(Referring expression data)
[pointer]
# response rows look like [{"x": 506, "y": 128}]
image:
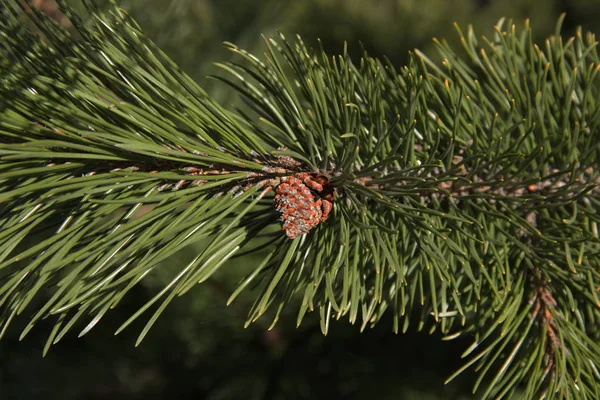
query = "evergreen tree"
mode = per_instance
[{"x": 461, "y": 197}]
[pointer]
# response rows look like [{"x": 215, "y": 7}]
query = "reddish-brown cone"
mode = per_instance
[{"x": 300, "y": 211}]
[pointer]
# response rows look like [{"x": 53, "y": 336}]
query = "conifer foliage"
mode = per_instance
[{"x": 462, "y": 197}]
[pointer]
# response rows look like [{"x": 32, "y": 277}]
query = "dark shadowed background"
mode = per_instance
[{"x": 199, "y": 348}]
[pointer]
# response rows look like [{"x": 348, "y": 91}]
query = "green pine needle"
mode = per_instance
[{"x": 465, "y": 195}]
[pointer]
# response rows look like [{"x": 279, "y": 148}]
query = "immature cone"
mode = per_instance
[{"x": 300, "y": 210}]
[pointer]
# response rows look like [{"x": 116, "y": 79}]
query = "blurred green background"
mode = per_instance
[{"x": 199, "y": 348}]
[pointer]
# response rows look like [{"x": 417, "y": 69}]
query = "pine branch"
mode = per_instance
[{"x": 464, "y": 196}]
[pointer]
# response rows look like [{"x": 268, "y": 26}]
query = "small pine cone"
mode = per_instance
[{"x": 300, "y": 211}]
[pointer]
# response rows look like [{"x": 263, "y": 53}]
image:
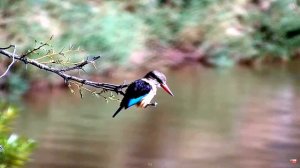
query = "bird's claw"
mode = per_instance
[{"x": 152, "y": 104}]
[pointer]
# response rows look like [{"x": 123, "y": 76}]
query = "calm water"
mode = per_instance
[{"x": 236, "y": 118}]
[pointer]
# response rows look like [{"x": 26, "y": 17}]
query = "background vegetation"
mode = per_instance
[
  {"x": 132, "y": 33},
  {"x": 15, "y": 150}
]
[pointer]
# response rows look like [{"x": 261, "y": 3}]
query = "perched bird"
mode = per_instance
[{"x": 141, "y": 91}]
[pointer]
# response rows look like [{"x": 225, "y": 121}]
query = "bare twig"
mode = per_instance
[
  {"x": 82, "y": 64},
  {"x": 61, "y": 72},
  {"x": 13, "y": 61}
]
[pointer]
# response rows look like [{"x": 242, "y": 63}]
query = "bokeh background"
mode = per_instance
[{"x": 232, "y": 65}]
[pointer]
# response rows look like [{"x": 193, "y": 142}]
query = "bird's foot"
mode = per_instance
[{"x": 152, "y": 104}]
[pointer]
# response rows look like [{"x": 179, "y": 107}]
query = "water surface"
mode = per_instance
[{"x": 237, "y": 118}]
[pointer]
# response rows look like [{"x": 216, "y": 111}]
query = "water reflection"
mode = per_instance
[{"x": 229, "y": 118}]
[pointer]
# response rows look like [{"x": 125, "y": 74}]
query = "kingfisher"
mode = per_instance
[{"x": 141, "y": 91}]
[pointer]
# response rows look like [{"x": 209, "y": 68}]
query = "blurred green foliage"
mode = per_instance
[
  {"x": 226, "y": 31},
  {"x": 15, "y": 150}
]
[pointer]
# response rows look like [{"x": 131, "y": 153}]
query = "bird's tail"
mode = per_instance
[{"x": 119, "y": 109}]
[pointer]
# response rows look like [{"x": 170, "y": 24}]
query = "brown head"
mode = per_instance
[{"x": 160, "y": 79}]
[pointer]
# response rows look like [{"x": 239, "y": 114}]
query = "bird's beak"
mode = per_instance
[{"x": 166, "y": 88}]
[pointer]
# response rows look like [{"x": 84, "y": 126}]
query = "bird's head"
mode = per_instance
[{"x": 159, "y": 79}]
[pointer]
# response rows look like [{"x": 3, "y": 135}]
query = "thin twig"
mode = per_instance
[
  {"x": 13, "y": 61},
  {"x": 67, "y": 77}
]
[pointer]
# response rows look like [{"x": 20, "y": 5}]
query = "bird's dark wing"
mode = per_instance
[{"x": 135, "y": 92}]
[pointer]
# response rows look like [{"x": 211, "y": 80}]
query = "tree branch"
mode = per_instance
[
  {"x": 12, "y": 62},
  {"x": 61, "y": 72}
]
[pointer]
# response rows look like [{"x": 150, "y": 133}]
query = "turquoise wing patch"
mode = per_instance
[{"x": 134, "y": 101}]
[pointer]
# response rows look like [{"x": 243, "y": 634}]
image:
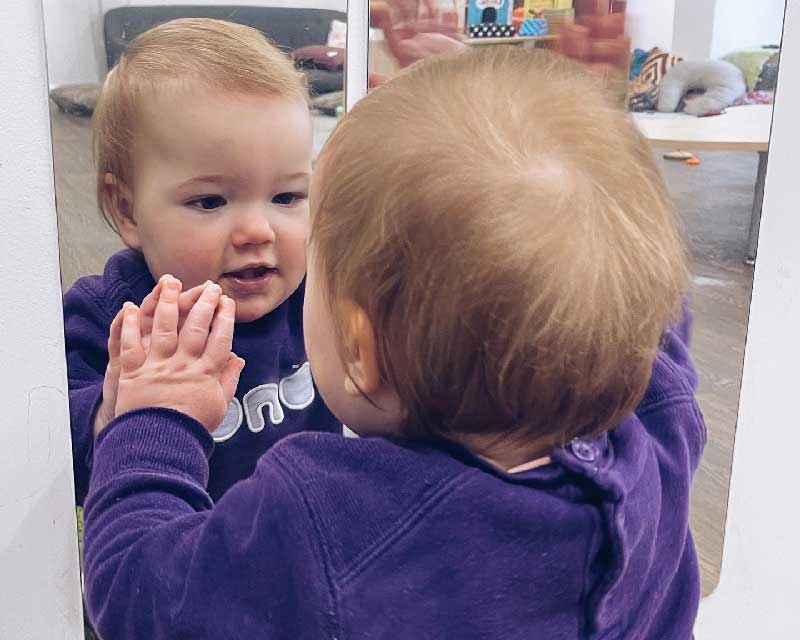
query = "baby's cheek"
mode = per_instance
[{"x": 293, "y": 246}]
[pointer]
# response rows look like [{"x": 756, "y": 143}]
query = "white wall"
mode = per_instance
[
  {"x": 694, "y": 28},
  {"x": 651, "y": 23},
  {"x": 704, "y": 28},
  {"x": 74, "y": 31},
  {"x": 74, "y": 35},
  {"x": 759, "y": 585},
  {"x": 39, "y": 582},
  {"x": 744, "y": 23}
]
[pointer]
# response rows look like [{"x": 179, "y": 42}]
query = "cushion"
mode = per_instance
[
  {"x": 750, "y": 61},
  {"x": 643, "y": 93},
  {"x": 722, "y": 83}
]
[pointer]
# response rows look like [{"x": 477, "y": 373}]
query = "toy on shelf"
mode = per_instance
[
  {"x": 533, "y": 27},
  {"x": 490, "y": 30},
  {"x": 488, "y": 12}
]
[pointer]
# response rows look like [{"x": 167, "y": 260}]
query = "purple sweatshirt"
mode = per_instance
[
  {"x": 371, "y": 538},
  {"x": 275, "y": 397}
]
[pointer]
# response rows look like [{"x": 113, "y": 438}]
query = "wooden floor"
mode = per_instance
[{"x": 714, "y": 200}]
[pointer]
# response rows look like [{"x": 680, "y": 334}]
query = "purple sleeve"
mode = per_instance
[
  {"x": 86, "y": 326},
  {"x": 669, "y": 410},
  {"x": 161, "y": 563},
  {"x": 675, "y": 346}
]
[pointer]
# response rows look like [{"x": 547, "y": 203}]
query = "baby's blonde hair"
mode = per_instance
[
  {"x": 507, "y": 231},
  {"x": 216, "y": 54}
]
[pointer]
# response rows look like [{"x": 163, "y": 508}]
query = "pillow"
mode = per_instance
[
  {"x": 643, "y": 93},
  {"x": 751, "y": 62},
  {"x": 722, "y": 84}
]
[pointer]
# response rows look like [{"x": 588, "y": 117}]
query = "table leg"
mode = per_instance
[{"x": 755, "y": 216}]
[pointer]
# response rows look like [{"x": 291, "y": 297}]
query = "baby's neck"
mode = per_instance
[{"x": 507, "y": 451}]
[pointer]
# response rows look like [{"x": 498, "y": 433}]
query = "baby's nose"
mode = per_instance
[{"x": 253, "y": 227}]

» YOUR ASSIGNMENT
What is needed is an exact reproduction of the data, pictures excluded.

» ANSWER SECTION
[pointer]
# response rows look like [{"x": 506, "y": 128}]
image:
query = "evergreen tree"
mode = per_instance
[{"x": 461, "y": 197}]
[pointer]
# response rows look like [{"x": 215, "y": 7}]
query = "reddish-brown cone"
mode = per_instance
[{"x": 300, "y": 211}]
[pointer]
# response rows look like [{"x": 53, "y": 336}]
query = "conifer foliage"
mode = per_instance
[{"x": 462, "y": 197}]
[pointer]
# response rows look like [{"x": 32, "y": 277}]
query = "dark shadowed background"
mode = per_instance
[{"x": 199, "y": 348}]
[pointer]
# response rows look like [{"x": 348, "y": 91}]
query = "green pine needle"
mode = per_instance
[{"x": 465, "y": 195}]
[pointer]
# response rows look like [{"x": 279, "y": 148}]
query = "immature cone"
mode = per_instance
[{"x": 300, "y": 210}]
[pointer]
# response rows look like [{"x": 116, "y": 79}]
query = "blurred green background"
mode = per_instance
[{"x": 199, "y": 348}]
[pointer]
# response rows look like [{"x": 417, "y": 69}]
query = "pine branch"
mode = per_instance
[{"x": 464, "y": 196}]
[pointer]
# response rows look like [{"x": 268, "y": 26}]
query = "small pine cone"
mode = per_instance
[{"x": 300, "y": 211}]
[pointer]
# response rows look like [{"x": 263, "y": 53}]
image:
query = "bird's claw"
mode = per_instance
[{"x": 152, "y": 104}]
[pointer]
# response rows look like [{"x": 123, "y": 76}]
query = "calm water"
mode = per_instance
[{"x": 236, "y": 118}]
[pointer]
# response rows look like [{"x": 26, "y": 17}]
query = "background vegetation"
mode = per_instance
[
  {"x": 132, "y": 33},
  {"x": 15, "y": 150}
]
[pointer]
# response rows look like [{"x": 261, "y": 3}]
query = "perched bird"
mode = per_instance
[{"x": 141, "y": 91}]
[pointer]
# response rows look like [{"x": 225, "y": 121}]
query = "bare twig"
mode = per_instance
[
  {"x": 82, "y": 64},
  {"x": 61, "y": 72},
  {"x": 13, "y": 61}
]
[pointer]
# response rows look like [{"x": 242, "y": 63}]
query = "bokeh background"
mode = per_instance
[{"x": 232, "y": 65}]
[pointer]
# response rows look like [{"x": 193, "y": 142}]
query = "bird's foot"
mode = per_instance
[{"x": 152, "y": 104}]
[pointer]
# response rows look like [{"x": 179, "y": 107}]
query = "water surface"
mode = per_instance
[{"x": 237, "y": 118}]
[pointer]
# response rows look like [{"x": 216, "y": 111}]
query = "water reflection"
mode = per_instance
[{"x": 229, "y": 118}]
[pointer]
# response rows look like [{"x": 125, "y": 74}]
query = "kingfisher"
mode = per_instance
[{"x": 141, "y": 91}]
[pointer]
# response rows look like [{"x": 209, "y": 68}]
query = "blurred green foliage"
mode = per_instance
[
  {"x": 226, "y": 31},
  {"x": 15, "y": 150}
]
[pointer]
# response rows look like [{"x": 131, "y": 153}]
query = "bird's tail"
mode = per_instance
[{"x": 119, "y": 109}]
[pointer]
# response rows look like [{"x": 170, "y": 24}]
query = "brown head"
mode = per_instance
[{"x": 160, "y": 79}]
[pointer]
# response rows look like [{"x": 239, "y": 114}]
query = "bird's beak"
mode = per_instance
[{"x": 166, "y": 88}]
[pointer]
# response rows look like [{"x": 84, "y": 126}]
query = "bird's head"
mode = per_instance
[{"x": 159, "y": 79}]
[pointer]
# response rows look like [{"x": 3, "y": 135}]
query = "thin twig"
mode = per_instance
[
  {"x": 13, "y": 61},
  {"x": 67, "y": 77}
]
[pointer]
# response rows look like [{"x": 20, "y": 5}]
query = "bird's dark wing"
mode = per_instance
[{"x": 135, "y": 92}]
[pointer]
# response rows look like [{"x": 211, "y": 80}]
query = "tree branch"
mode = per_instance
[
  {"x": 12, "y": 62},
  {"x": 61, "y": 72}
]
[pointer]
# response rows look like [{"x": 150, "y": 133}]
query = "turquoise wing patch"
mode = per_instance
[{"x": 134, "y": 101}]
[pointer]
# response rows look like [{"x": 243, "y": 634}]
image:
query = "baby's cheek"
mode = per_instance
[{"x": 293, "y": 246}]
[pointer]
# response rows look like [{"x": 756, "y": 143}]
query = "white wall"
mode = per_instance
[
  {"x": 694, "y": 28},
  {"x": 651, "y": 23},
  {"x": 704, "y": 28},
  {"x": 74, "y": 31},
  {"x": 74, "y": 35},
  {"x": 759, "y": 585},
  {"x": 39, "y": 582},
  {"x": 744, "y": 23}
]
[pointer]
# response rows look like [{"x": 179, "y": 42}]
query = "cushion"
mode = per_instance
[
  {"x": 750, "y": 61},
  {"x": 643, "y": 93},
  {"x": 722, "y": 83}
]
[pointer]
# response rows look like [{"x": 477, "y": 373}]
query = "toy on shelf"
mode = per_instance
[
  {"x": 533, "y": 27},
  {"x": 490, "y": 30},
  {"x": 488, "y": 12}
]
[pointer]
# response rows look like [{"x": 167, "y": 260}]
query = "purple sweatshirt"
mode = per_instance
[
  {"x": 371, "y": 538},
  {"x": 275, "y": 397}
]
[pointer]
# response rows look like [{"x": 113, "y": 438}]
query = "wooden floor"
mode = per_instance
[{"x": 714, "y": 200}]
[pointer]
# response rows look like [{"x": 680, "y": 334}]
query = "purple sleeve"
mode = per_instance
[
  {"x": 86, "y": 326},
  {"x": 669, "y": 410},
  {"x": 161, "y": 563},
  {"x": 675, "y": 346}
]
[pointer]
# response rows look like [{"x": 547, "y": 203}]
query = "baby's blonde hair"
mode = per_instance
[
  {"x": 507, "y": 231},
  {"x": 216, "y": 54}
]
[pointer]
# response rows look like [{"x": 163, "y": 508}]
query = "pillow"
mode = per_instance
[
  {"x": 643, "y": 93},
  {"x": 751, "y": 62},
  {"x": 722, "y": 84}
]
[pointer]
# response rows look like [{"x": 588, "y": 117}]
query = "table leg"
mode = per_instance
[{"x": 755, "y": 216}]
[pointer]
# response rows look like [{"x": 291, "y": 297}]
query = "baby's neck"
mode = per_instance
[{"x": 507, "y": 451}]
[pointer]
# response rows look like [{"x": 498, "y": 433}]
query = "baby's nose"
mode = per_instance
[{"x": 253, "y": 227}]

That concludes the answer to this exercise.